- WORK INSTRUCTIONS -
(1) Please copy the column again, beginning at the words "Complaint: People in" and stopping after "by Red Smith.", but change "squeeze bunt" to "stolen base".
(2) Decide whether each statement agrees with the column: (a) Tyrus R. Davis's pamphlet covers the years 1920 through 1957; (b) Derby betting in 1958 topped the all-time peak of 1955; (c) Loyal D. Hotchkiss was editor of the New York Times. Answer yes or no for each and quote the deciding words of the column.

- DOCUMENT EXTRACT -
***
EVENTS & DISCOVERIES
Churchill Ups and Downs
The crowd at the Kentucky Derby, carefree and slightly awash in bourbon and sentimentality, carries a great responsibility without knowing it. Every year the total sum it bets on the Derby points out the path—either up or down—that the nation's economy is going to follow.
This, at least, is the lightly held theory of some Kentucky businessmen. One of them, a young Louisville investment counselor named Tyrus R. Davis, has published a pamphlet which shows that the amount of money bet on the Derby, the Dow Jones averages, and the gross national product have risen and fallen together, year after year, from 1920 through 1957. But the Derby bettors are out of step: what they do this year, the charts show, is what the economy will do next year. A sharp drop in the total that was bet in 1928, for example, warned of the 1929 crash. In the rich year of 1957, betting was off by $265,533, heralding in May the recession that people began to talk about the following January.
Well, what of 1958? Betting totaled $1,635,520, up $234,503 from last year and only $41,658 under the alltime peak year of 1955. The recession, it appears, is on its way out.
Mr. Davis warns that his indicator is not to be taken seriously. Still, he insists, it is every bit as good as some of the investment guides people do use, such as sunspots, humidity or the fluctuating fortunes of soap opera heroines.
Any Further Questions?
Sooner or later, the stubbornest visitor to Rome must learn to do as the Romans do. In the view of at least one exacerbated Southern Californian the same holds true of newcomers to Los Angeles' more-or-less-Roman Coliseum.
Big league baseball is now an established part of life in the City of the Angels, but there are those who affect to see in it no relationship with the game as played in the East. "Of course," wrote Columnist Red Smith, "it isn't baseball."
Fed up with such talk from dissenters at home and abroad, Editor Loyal D. Hotchkiss of the Los Angeles Times last week set the record straight. In a signed editorial headlined THE COLD WAR OF BASEBALL, he ticked off and answered one by one the complaints of those who claim that in baseball, as in Kipling, East is East and West is West and never the twain shall meet.
Complaint: The Coliseum seats too many people.
Answer: Not too many to watch a baseball game, but too many to see it plainly from stands built primarily for football.
Complaint: Too many of its seats are occupied.
Answer: Not for Mr. O'Malley.
Complaint: People in L.A. know nothing about baseball.
Answer: Maybe, but California has provided the raw material for big leagues for 30 years including the DiMaggio brothers, Lefty O'Doul, Wally Berger, the Waner boys, Tony Lazzeri, Lefty Gomez and many, many others, and we think we know a double play from a squeeze bunt and don't have to have it explained to us by Red Smith.
***
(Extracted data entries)
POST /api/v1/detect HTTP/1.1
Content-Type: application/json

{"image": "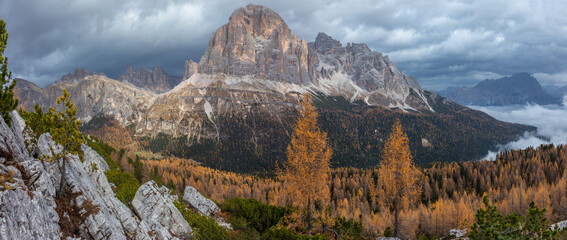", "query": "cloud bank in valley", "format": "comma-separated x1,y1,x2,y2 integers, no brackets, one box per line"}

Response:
469,97,567,159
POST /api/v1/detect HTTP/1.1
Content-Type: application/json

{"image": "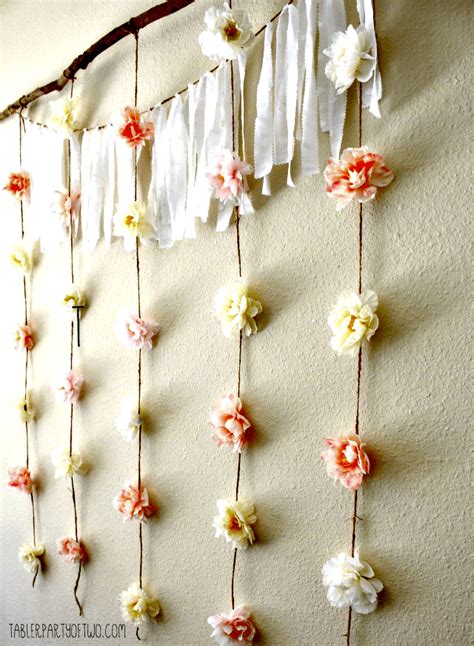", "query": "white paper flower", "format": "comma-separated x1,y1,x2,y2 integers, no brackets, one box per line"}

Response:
323,25,375,94
328,289,379,355
199,3,253,61
212,500,257,549
114,202,154,251
322,552,383,615
51,446,86,478
18,543,44,574
119,583,160,626
214,279,262,337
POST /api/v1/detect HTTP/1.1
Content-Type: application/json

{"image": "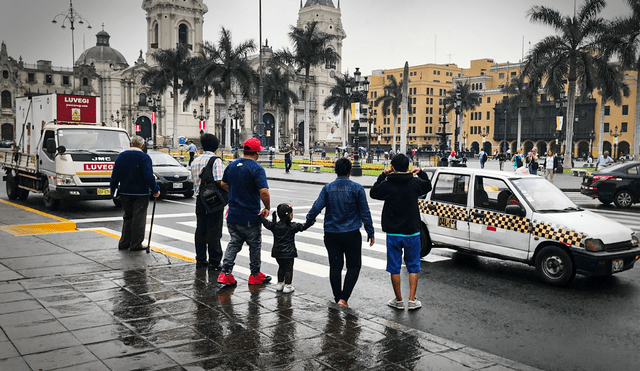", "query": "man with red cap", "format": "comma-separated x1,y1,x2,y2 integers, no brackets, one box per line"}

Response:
218,138,271,286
***
- ANSWERS PROVIDED -
(1)
Complaint: People in L.A. know nothing about baseball.
Answer: Maybe, but California has provided the raw material for big leagues for 30 years including the DiMaggio brothers, Lefty O'Doul, Wally Berger, the Waner boys, Tony Lazzeri, Lefty Gomez and many, many others, and we think we know a double play from a stolen base and don't have to have it explained to us by Red Smith.

(2)
(a) Yes: "from 1920 through 1957."
(b) No: "only $41,658 under the alltime peak year of 1955."
(c) No: "Editor Loyal D. Hotchkiss of the Los Angeles Times."